TASK OBJECTIVE
Arrange the entries as a JSON list of strings, starting at the line containing "Prompts in an" and ending at the line containing "positive clicks: (242, 16) (253, 2)", with both of those lines included. Use one string per line and leave out any blank lines.

THE DATA
<<<<

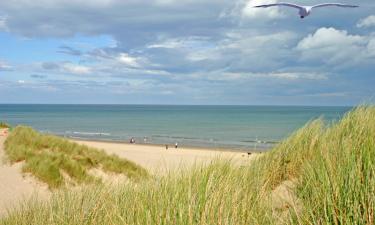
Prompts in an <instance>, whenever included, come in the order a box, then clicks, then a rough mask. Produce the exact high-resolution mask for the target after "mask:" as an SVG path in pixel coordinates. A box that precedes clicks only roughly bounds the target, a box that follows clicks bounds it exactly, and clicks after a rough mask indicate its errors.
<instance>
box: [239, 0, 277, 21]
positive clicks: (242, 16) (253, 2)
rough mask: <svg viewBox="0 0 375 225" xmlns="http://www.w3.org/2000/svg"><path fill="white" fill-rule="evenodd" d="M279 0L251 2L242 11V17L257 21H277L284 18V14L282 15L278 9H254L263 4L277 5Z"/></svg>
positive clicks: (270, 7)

>>>>
<<<<

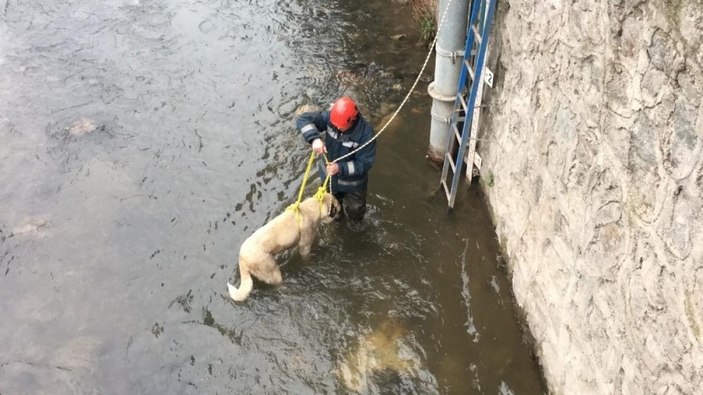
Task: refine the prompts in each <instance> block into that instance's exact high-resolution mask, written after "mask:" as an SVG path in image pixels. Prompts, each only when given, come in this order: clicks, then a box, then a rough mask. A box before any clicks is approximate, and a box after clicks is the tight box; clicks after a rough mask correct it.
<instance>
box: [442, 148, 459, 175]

>>>>

TASK ANSWER
[
  "Prompts in an <instance>, whenever included, come in the order a box, then clicks, then a rough mask. Produce the exact high-resolution mask for the target after \"mask:\" as an SVG path in pixel coordinates. A box that precedes clicks only roughly bounds the target, a box that follows clicks bounds it exactly, and clicks after a rough mask indicate its errors.",
  "<instance>",
  "box: [239, 0, 277, 21]",
  "positive clicks: (242, 16) (253, 2)"
]